*Task details*
Return every line of the records below verbatim, with no pictures in the copy.

(Pointing dataset records)
——

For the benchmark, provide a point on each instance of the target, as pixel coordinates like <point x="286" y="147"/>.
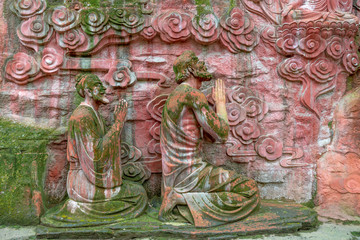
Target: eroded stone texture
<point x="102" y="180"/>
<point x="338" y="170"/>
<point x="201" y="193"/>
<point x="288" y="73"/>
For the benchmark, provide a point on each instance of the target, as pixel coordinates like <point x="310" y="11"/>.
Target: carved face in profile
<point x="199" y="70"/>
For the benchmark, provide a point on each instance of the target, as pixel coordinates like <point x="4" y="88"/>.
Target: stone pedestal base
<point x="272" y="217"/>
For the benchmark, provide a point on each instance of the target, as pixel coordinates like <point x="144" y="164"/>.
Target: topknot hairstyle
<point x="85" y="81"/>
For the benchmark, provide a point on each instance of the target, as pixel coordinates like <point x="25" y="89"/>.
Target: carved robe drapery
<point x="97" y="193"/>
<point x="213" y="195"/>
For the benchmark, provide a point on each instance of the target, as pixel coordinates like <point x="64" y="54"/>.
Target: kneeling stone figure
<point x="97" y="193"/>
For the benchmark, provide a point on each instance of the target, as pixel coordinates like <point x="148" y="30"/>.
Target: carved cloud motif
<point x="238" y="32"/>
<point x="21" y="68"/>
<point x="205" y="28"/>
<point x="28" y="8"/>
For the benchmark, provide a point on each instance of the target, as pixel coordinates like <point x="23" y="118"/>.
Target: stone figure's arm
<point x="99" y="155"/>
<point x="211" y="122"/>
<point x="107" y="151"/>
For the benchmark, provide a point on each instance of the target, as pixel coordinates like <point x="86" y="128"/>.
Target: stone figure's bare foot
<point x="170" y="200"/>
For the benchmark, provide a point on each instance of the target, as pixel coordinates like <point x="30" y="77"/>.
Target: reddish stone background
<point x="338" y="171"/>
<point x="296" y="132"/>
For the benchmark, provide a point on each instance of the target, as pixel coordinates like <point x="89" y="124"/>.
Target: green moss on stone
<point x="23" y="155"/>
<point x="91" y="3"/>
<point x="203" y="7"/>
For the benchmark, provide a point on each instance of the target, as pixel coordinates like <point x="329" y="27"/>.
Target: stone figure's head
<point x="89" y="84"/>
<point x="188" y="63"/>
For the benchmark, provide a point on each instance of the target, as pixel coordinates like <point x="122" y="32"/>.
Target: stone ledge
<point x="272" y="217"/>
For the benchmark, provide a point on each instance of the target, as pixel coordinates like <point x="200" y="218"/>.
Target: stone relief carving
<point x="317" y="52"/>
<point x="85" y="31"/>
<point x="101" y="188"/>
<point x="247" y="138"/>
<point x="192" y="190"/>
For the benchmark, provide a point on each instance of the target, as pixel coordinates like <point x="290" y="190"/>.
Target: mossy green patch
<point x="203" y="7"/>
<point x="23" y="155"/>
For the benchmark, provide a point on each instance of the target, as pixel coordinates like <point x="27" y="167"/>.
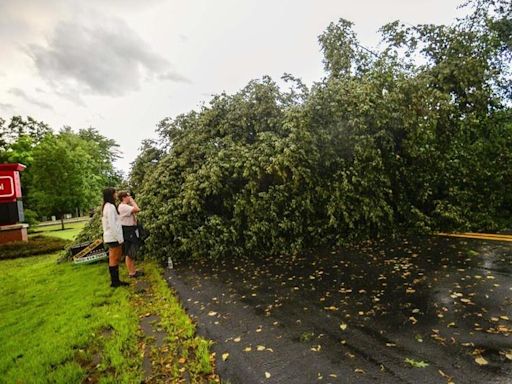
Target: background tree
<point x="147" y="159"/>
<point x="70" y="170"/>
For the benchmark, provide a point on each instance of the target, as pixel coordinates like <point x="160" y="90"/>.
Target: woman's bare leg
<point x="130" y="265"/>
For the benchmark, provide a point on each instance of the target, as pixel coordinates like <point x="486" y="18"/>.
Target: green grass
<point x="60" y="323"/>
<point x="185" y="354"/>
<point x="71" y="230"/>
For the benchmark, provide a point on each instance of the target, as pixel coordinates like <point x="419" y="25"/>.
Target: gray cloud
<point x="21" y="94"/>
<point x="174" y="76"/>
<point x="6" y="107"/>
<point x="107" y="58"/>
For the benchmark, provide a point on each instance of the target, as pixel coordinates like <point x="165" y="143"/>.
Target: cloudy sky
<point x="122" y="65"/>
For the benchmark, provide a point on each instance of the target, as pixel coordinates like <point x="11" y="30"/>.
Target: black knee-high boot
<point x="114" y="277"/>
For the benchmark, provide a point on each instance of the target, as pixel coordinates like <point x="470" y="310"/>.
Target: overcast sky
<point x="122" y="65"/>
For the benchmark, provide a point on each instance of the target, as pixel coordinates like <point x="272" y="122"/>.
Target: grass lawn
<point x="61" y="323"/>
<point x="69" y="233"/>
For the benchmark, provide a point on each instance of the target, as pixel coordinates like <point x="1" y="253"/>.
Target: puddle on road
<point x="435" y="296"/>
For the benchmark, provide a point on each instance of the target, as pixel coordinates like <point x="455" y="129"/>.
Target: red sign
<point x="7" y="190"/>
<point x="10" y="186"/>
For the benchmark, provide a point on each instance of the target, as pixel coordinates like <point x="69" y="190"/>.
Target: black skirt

——

*Complete response*
For the benchmark, provide a point on each instance of the target, as pixel coordinates like <point x="286" y="147"/>.
Target: eroded stone texture
<point x="102" y="180"/>
<point x="338" y="170"/>
<point x="201" y="193"/>
<point x="288" y="73"/>
For the benchmark, provide a point on each instance of the target, as pixel coordinates like <point x="310" y="11"/>.
Target: carved face in profile
<point x="199" y="70"/>
For the benchmark, provide a point on each instance of the target, as pixel coordinates like <point x="4" y="88"/>.
Target: stone pedestal base
<point x="272" y="217"/>
For the benchmark, provide a point on each instance of the target, as pixel coordinates like <point x="144" y="164"/>.
Target: topknot hairstyle
<point x="85" y="81"/>
For the benchmark, provide a point on each instance of the target, as pixel coordinates like <point x="25" y="89"/>.
Target: carved robe drapery
<point x="97" y="193"/>
<point x="213" y="195"/>
For the benchmark, provide a point on each instance of the target, as pixel coordinates like <point x="64" y="54"/>.
Target: kneeling stone figure
<point x="97" y="193"/>
For the benchmark, provide a point on each instance of the target, as pixel coordinates like <point x="148" y="30"/>.
Target: carved cloud motif
<point x="238" y="32"/>
<point x="21" y="68"/>
<point x="205" y="28"/>
<point x="28" y="8"/>
For the benchmark, provide a point on each instance of the target, as pixel coordinates like <point x="23" y="118"/>.
Target: stone figure's arm
<point x="99" y="155"/>
<point x="211" y="122"/>
<point x="107" y="151"/>
For the benchmark, provide a point on each instance of the target, as pixel coordinates like <point x="86" y="128"/>.
Target: stone figure's bare foot
<point x="170" y="200"/>
For the benchmark, provide a point on each instance of the target, as pixel coordinates like <point x="30" y="77"/>.
Target: reddish stone background
<point x="338" y="171"/>
<point x="296" y="132"/>
For the benchmark, provide a point on each instance of the target, as pixel coordinates like <point x="89" y="124"/>.
Target: green moss on stone
<point x="23" y="155"/>
<point x="91" y="3"/>
<point x="203" y="7"/>
For the benchmark, provide a point on each instance of the target, as pixel coordinates like <point x="329" y="27"/>.
Target: stone figure's head
<point x="89" y="84"/>
<point x="188" y="63"/>
For the benchmark, provide a point on each instance of the target, as pixel coordinates like <point x="122" y="32"/>.
Target: stone ledge
<point x="272" y="217"/>
For the benchmark, provide a point on each instance of the target, as pixel coordinates like <point x="200" y="218"/>.
Target: stone relief carving
<point x="317" y="52"/>
<point x="85" y="31"/>
<point x="101" y="188"/>
<point x="247" y="138"/>
<point x="192" y="190"/>
For the benchmark, provide a point on each instance of the target, as pixel coordinates like <point x="290" y="190"/>.
Target: mossy green patch
<point x="203" y="7"/>
<point x="23" y="155"/>
For the benchmark, provide a point on each instance of the target, as pixel coordinates like <point x="27" y="167"/>.
Target: background tree
<point x="147" y="159"/>
<point x="70" y="170"/>
For the benchmark, provide a point on each instance of the target, as pixel coordinates like <point x="160" y="90"/>.
Target: woman's bare leg
<point x="130" y="265"/>
For the benchmark, provide a point on each instance of the target, as pixel coordinates like <point x="486" y="18"/>.
Target: green grass
<point x="60" y="323"/>
<point x="185" y="354"/>
<point x="71" y="230"/>
For the benchmark, provide a point on each instance of the target, as pixel coordinates like <point x="419" y="25"/>.
Target: gray cloud
<point x="21" y="94"/>
<point x="174" y="76"/>
<point x="6" y="107"/>
<point x="107" y="58"/>
For the benchmark, provide a point on each instance of the target, as pixel coordinates like <point x="165" y="143"/>.
Target: cloudy sky
<point x="122" y="65"/>
For the benchmark, provide a point on each instance of the target, as pixel coordinates like <point x="11" y="30"/>.
Target: black knee-high boot
<point x="114" y="277"/>
For the benchmark, provide a point on each instance of the target, as pixel coordinates like <point x="470" y="310"/>.
Target: overcast sky
<point x="122" y="65"/>
For the benchmark, provide a point on each instance of the target, as pixel coordinates like <point x="272" y="122"/>.
Target: grass lawn
<point x="61" y="323"/>
<point x="69" y="233"/>
For the benchmark, provide a point on each instance of the target, as pixel coordinates like <point x="1" y="253"/>.
Target: puddle on road
<point x="435" y="296"/>
For the benchmark, provide a point on each instance of the target, as pixel coordinates like <point x="455" y="129"/>.
Target: red sign
<point x="7" y="190"/>
<point x="10" y="186"/>
For the benchmark, provide a point on each instance of the target, as pixel coordinates like <point x="69" y="190"/>.
Target: black skirt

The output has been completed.